• _PROMPT 1_: Repeat the Silchar Airport passage word for word, from "Passenger traffic in" to "as of 2017-18.".
• _PROMPT 2_: In the Silchar Airport passage, what year did the British build the airport as RAF Station Kumbhirgram?

Silchar Airport  is a domestic airport serving Silchar, Assam, India. It is located at Kumbhirgram, 29 km (18 mi) from the city centre. It was built by the British as RAF Station Kumbhirgram in 1944 and transferred to the Royal Indian Air Force (RIAF). It is also a civil enclave airport as it is under the control of Indian Air Force.  The airport is situated on the foothills of the Barail range. It is the fifth busiest airport of the north-east India next to Guwahati, Agartala and Imphal & Dibrugarh.
Passenger traffic in Silchar Airport showed a sharp growth of 72.9% in 2017-18, and handled 366,955 passengers. While in 2018-19, the traffic growth was reported 5.4% to 386,665. 
As of 2018-19 data available with Airports Authority of India, Silchar Airport is 47th busiest airport in India and the 49th busiest in respect of aircraft movement. Silchar Airport is 43rd busiest in cargo transportation, as of 2017-18.

Infrastructure 
The airport's terminal, handling domestic flights, it has a runway capable of handling aircraft such as the Boeing 737 and the Airbus A320. Amenities include a restaurant, a handicrafts shop, ATMs, chocolates shop, and free WiFi. The runway is equipped with Precision Approach Path Indicator (PAPI) visual aid for both side of the runway, that enables pilots to maintain the correct approach (in the vertical plane) towards the airport and the Instrument landing system (ILS) provides a direction for approaching when the aircraft tune its receiver to the ILS frequency, it provides both lateral and a vertical signals. Glide slope station which is an antenna array sited to one side of the runway touchdown zone is also available towards the runway.

(Dataset excerpts on pointing to objects)
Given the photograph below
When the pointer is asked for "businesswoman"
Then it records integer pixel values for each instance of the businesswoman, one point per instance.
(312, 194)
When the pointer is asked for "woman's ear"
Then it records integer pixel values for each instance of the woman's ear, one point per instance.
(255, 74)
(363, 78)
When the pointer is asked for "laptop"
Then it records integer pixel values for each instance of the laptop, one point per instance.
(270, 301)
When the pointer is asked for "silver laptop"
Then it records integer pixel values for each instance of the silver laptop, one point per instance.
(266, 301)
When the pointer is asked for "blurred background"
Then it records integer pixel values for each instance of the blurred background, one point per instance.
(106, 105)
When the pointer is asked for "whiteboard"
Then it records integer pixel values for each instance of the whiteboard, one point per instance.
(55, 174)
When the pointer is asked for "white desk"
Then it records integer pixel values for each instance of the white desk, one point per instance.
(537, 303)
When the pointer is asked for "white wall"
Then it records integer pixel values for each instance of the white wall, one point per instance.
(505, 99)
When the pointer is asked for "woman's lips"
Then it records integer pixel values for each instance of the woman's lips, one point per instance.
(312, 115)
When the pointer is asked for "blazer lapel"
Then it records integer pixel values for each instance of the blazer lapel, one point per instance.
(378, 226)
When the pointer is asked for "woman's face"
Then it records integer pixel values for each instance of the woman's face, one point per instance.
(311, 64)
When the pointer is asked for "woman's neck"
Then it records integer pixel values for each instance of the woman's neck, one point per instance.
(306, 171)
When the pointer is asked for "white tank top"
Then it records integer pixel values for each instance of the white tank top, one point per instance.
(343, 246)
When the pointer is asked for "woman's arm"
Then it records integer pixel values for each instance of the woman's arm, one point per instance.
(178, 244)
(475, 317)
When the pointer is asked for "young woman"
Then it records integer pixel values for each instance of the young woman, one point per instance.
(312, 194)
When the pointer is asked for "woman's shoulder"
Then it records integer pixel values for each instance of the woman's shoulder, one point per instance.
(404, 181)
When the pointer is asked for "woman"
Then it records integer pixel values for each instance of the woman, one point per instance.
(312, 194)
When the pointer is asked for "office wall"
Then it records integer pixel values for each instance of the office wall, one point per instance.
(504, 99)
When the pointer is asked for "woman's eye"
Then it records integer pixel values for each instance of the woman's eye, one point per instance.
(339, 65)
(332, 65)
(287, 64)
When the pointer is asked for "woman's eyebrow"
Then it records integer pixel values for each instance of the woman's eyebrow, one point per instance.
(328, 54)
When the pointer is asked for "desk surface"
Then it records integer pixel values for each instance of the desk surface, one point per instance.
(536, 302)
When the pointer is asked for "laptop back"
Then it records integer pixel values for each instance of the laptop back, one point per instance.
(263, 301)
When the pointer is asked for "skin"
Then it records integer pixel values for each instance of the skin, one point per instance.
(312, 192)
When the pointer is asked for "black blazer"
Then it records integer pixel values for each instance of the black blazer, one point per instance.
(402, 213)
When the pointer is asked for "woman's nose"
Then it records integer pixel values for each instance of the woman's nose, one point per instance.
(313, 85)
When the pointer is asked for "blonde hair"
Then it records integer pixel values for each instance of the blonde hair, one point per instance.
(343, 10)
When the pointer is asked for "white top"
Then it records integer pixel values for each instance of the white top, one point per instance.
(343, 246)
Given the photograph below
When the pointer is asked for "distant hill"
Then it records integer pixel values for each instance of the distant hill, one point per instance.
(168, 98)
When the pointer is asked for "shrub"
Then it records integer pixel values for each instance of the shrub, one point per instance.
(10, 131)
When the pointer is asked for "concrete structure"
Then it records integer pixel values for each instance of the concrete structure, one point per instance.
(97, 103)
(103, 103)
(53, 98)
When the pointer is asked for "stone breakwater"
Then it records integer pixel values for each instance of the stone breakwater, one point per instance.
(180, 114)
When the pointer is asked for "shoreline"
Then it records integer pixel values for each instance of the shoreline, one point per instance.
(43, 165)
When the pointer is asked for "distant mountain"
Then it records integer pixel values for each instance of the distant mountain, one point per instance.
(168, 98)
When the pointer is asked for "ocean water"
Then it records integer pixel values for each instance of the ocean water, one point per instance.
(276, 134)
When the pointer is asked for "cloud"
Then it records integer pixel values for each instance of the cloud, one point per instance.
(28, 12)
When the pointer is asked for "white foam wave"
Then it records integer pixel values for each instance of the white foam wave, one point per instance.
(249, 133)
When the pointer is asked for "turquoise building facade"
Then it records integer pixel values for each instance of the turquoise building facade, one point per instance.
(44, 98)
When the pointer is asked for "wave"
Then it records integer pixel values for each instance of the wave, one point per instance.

• _COMPLETE RESPONSE 1_:
Passenger traffic in Silchar Airport showed a sharp growth of 72.9% in 2017-18, and handled 366,955 passengers. While in 2018-19, the traffic growth was reported 5.4% to 386,665. 
As of 2018-19 data available with Airports Authority of India, Silchar Airport is 47th busiest airport in India and the 49th busiest in respect of aircraft movement. Silchar Airport is 43rd busiest in cargo transportation, as of 2017-18.

• _COMPLETE RESPONSE 2_: 1944